Em "Notas" ao art° 390º do Código do Processo Penal de Macau (edição de 1997) -ainda que este comando tenha sido alterado pelo art° 73º da Lei nº 1/1999, de 20 de Dezembro, a redacção do alínea b) do seu nº 1 não sofreu qualquer alteração- sustentam Leal-Henriques e Simas-Santos, exactamente a respeito desta alínea b) do nº 1 do citado art° 390º do C.PP, que as "decisões" nela referidas são, precisamente, "os despachos proferidos no uso legal de um poder discricionário".
Acrescentando que "O poder discricionário, insere-se na permissão conferida pela lei ao juiz para seleccionar uma de duas ou mais alternativas de opção postas ao seu prudente arbítrio tendo em atenção o fim geral do processo. É preciso, pois, que a lei reconheça expressa ou tacitamente tal poder.
Tais despachos constituem, assim, actos judiciais, na medida em que impõem uma conduta ou integram formalmente uma ordem, mas já não constituirão actos jurisdicionais, que definem o direito, que afectam os deveres ou interesses das partes."
Ao sustentarem esta interpretação, estribam-se Leal-Henriques e Simas-Santos, em José Alberto dos Reis, na sua obra Código do Processo Civil Anotado, 3a edição, 1952, pág. 248 do Volume V (e não, como por engano foi impresso, volume VI), e em Aníbal de Castro, na sua obra Impugnação das decisões judiciais, pág. 29.
No que aos despachos proferidos no uso legal de um poder discricionário respeita (J.A.Reis, op. cit, pág. 252), são despachos que se destinam a ordenar actos que dependem da livre determinação do juiz, ainda que se possa verificar a circunstância do acto poder depender da iniciativa funcional do juiz e não traduzir, contudo, uma livre determinação.
Por outras palavras, a lei pode conferir ao juiz a iniciativa de certos actos e sujeitar essa iniciativa a determinados limites.
Livre determinação quer dizer determinação que não está sujeita a limitações ou a qualquer condicionalismo.
O que caracteriza o poder discricionário é a ausência de limites (Rev. de Leg. 79, pág. 107). Por outro lado,
O tribunal está investido de poder jurisdicional quando lhe é lícito fazer ou deixar de fazer, quando depende exclusivamente da sua vontade determinar-se num ou noutro sentido. Poder discricionário quer dizer poder absolutamente livre, subtraído a quaisquer limitações objectivas ou subjectivas (Rev. de Leg. 79, pág. 107).
Como se acaba de demonstrar, só são irrecorríveis os despachos proferidos no uso de um poder discricionário.
ln casu, podia o juiz decidir como decidiu, ao proferir o despacho de não admissão do recurso?
Pelo que acima se deixa exposto, é evidente que o juiz, no caso em apreço, não é absolutamente livre na decisão de escolher a língua em que os actos escritos se vão expressar.
Com efeito, e como se alegava já em sede de recurso, o art° 8°, nº 1, do Decreto-Lei nº 101/99/M, de 13 de Dezembro, assegura que "Todos têm o direito de se dirigir numa das línguas oficiais, oralmente ou por escrito, a qualquer tribunal ou órgão judicial e de, nele, compreenderem os actos processuais e aí serem compreendidos" (sublinhado e negrito nossos).

TAREFAS A EXECUTAR.
1 > Indique todos os autores de doutrina mencionados pelo nome no texto sobre o poder discricionário do juiz.
2 > Escreva a continuação do texto sobre o poder discricionário do juiz a partir da última frase apresentada.

EXCERTO DA LISTAGEM.

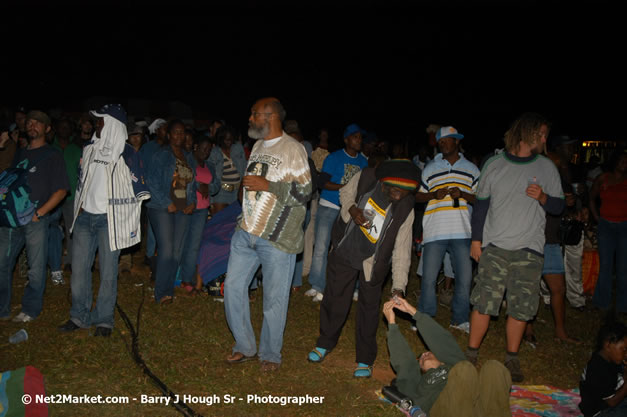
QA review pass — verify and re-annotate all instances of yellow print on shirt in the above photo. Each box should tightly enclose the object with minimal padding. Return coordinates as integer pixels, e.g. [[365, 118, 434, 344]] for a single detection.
[[359, 198, 386, 243]]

RESPOSTAS ESCRITAS.
1 > Leal-Henriques, Simas-Santos, José Alberto dos Reis, Aníbal de Castro

2 >
De resto, uma vez que tal diploma legal não foi revogado, estando plenamente em vigor, forçoso é concluir que o despacho de que se quis recorrer, não é um despacho proferido no uso de poderes discricionários
e,
Assim sendo, é um acto recorrível, por se não enquadrar na alínea b) do nº 1 do art° 390° do C.P.P.
E não é enquadrável no preceito legal invocado, por não ser acto dependente da livre resolução do tribunal.
Recorde-se, de resto, que aos tribunais cabe -e já não é pouco-a interpretação e aplicação da lei, não a sua alteração ou revogação, actos reservados ao poder legislativo.
Tendo presente que o Decreto-Lei nº 101/99/M, de 13 de Dezembro, é um diploma legal em plena vigência,
Que não consente ao tribunal a opção de o aplicar, ou não,
E que claramente determina que as partes num litígio judicial (como no âmbito dos processos administrativos, na sua fase graciosa), podem optar pela notificação dos actos que em tribunal se praticam, na língua oficial que melhor dominem,
O juiz não pode, por a lei não lhe consentir esse poder discricionário, negar, à parte que o solicite, a notificação dos actos praticados no processo na língua oficial que pretenda, por lhe propiciar uma melhor compreensão dos actos praticados e,
Consequentemente, ser no superior interesse da justiça que as partes tenham plena consciência, conhecimento e compreensão dos actos processuais.
Termos em que o despacho ora reclamado deverá ser revogado, proferindo-se um novo despacho que admita o recurso interposto.
Nestes termos,
Nos mais de Direito, e sempre com o douto suprimento de Vossa Excelência, Senhor Juiz-presidente do Venerando Tribunal de Segunda Instância, deverá revogar-se o despacho objecto da presente reclamação, ordenando a admissão do recurso tempestivamente interposto.
Assim decidindo, estará Vossa Excelência fazendo, Senhor Juiz-presidente, para além de boa interpretação e aplicação do Direito, administração de boa e sã
JUSTIÇA!

Passemos pois a apreciar a reclamação.

Antes de mais, é de frisar que ao Tribunal não cabe responder todos os argumentos deduzidos pelo interessado para sustentar a sua pretensão, mas sim apenas as questões que lhe são concretamente colocadas no petitório.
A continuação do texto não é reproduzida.